*EXERCISE OBJECTIVE*.
Please repeat every entry exactly as written, but skip the pictures.

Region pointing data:
######
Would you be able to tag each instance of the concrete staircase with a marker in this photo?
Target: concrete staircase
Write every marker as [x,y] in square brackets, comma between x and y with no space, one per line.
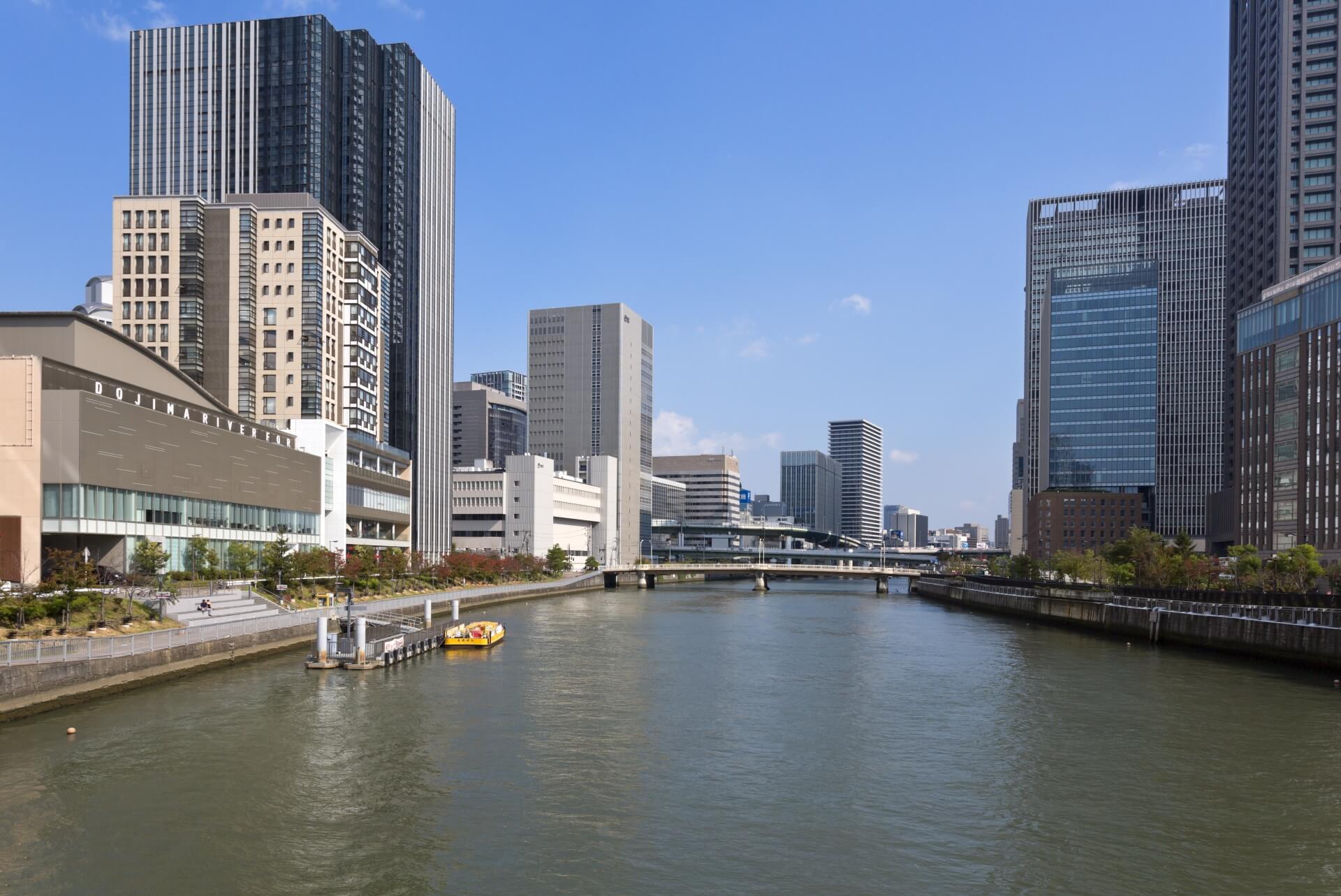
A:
[230,607]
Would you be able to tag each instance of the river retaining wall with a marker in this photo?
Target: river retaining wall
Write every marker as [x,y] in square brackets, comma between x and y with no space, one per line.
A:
[1301,642]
######
*RESPONSE FOR THIS EXERCISE*.
Would you be able to tag each instance of the concrete staircase with a marker in this photo?
Target: concrete staircase
Write every marker as [x,y] in square brackets, comma between x and y with no space, one per line.
A:
[230,607]
Would you be able to tag each instance of the river retaining wall with a marker in this photo?
Target: river retaining wall
Write every marker as [x,y] in square brackets, comma between x and y with no space, one per line.
A:
[1301,642]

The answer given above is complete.